▶ _Text passage_:
-*-*-

Steven: Such a beautiful level of maturity and I guess love.


Mo: Yeah. Of course, you should meet her. I think it becomes easier if you understand how she is.

Steven: So pandemics, let's talk pandemic.


Mo: From love to pandemics.


Steven: Yeah. I mean, this is exactly what I felt when I was reading about you. Your story is such a diverse range of topics that in so many beautiful ways intertwine and are influenced by each other. I read in a recent sort of news article that had just come out, I think in the last couple of weeks, that you feel that we're currently engaged in a productivity pandemic.


Mo: We’re engaged in many pandemics. The truth is that we are focusing on the silly ones.


Steven: What is the real one?


Mo: The real one is artificial intelligence, no doubt.


Steven: Why?


Mo: Because it's here to stay and evolve and become bigger and bigger and bigger and influential, in ways that we have not even started to consider yet. COVID is here to come and go.


Steven: For someone that doesn't know what artificial intelligence is, which is a lot of people.


Mo: Yeah.


Steven: Probably more than 95% of the listeners of this podcast. What is artificial intelligence?


Mo: Great question. So the reason for Scary Smart, my book, is entirely around that. There are so many people out there that have no clue that they have interacted today, whatever time of the day it is for you, wherever you are, whatever you do in life, you've already interacted with 10 to 12, 15, 20, maybe 50 artificial intelligences that are all smarter than you. That's the truth of our life. Artificial Intelligence, there was a turning point in the history of technology, where before which all technology was programmable. So it was simply a tool that extended the capability of humanity, okay? You take you can't hammer a nail with your hand, you use a hammer, you know, you can hammer a nail with the hammer, and the hammer will do exactly what you tell it to do, okay? Beyond the turn of the century, we've discovered something that's called Deep Learning. And deep learning allows machines to learn on their own. We don't understand how they learn. Developers that write the code don't even understand how they learn. But they develop intelligence, they become able to make autonomous decisions based on intelligent observations, and in you know, a sense of their environment and the sense of the conditions that surround them. And they make those decisions on every specific task we've given them better than humans.

-*-*-

▶ _Exercise A_: In the interview, what does Mo name as the real pandemic?
▶ _Exercise B_: Continue the interview about artificial intelligence from the end of Mo's last answer.
The rows come from a different source than the interview.

-*-*-

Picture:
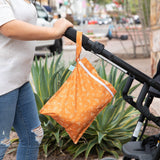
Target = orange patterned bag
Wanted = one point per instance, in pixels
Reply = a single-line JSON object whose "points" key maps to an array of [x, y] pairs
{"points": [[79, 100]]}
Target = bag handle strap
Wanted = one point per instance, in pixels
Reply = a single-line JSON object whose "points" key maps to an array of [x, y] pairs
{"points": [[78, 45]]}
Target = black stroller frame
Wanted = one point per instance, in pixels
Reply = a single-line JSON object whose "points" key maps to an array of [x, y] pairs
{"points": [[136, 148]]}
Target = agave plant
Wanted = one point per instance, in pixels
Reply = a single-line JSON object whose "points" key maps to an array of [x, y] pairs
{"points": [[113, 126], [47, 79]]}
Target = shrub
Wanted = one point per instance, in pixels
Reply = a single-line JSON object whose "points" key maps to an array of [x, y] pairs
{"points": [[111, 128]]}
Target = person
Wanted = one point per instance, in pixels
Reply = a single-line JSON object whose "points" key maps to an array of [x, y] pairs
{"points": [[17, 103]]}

-*-*-

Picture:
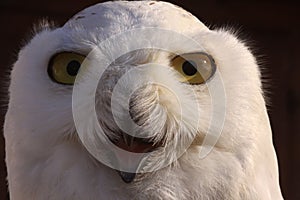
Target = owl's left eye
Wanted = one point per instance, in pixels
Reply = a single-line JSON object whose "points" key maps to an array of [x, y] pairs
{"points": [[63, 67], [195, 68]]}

-*-*-

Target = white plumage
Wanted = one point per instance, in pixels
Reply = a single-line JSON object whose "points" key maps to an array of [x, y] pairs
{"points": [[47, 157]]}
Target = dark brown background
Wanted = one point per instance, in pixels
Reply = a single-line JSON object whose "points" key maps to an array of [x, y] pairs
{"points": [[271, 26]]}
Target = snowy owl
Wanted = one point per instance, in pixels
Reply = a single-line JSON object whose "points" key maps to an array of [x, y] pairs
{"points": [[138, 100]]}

-*-*-

▶ _Output A_: Artificial intelligence.

▶ _Output B_:
Steven: Something you said scared me before we started recording, which was that you know, you're a very smart guy, right? And your professional experience, especially working at a company like Google, which is known for its artificial intelligence capabilities. For you to say to me that you've basically given up your summer to go around the world talking about your new book, Scary Smart, and the implications of artificial intelligence. And you're basically choosing you know, because you understand the importance of time and you could be doing anything. For you to consider this the important work of your life in this period begs the question why is it so important? Why are you giving up so much to spread this message?


Mo: It is the single most important message on our planet today. I don't think people realise. So, AI today, is better than humanity in everything it does, okay? By the year 2029, the smartest being on planet Earth is going to be a machine. Now, we can go into the details, but I want you to imagine a scenario. On planet Earth, we're with not the humans but the apes, okay? Well, there is another being that looks at us as the apes. And that being is going to be smarter than us. You heard me correctly in eight years’ time.


Steven: Eight years’ time.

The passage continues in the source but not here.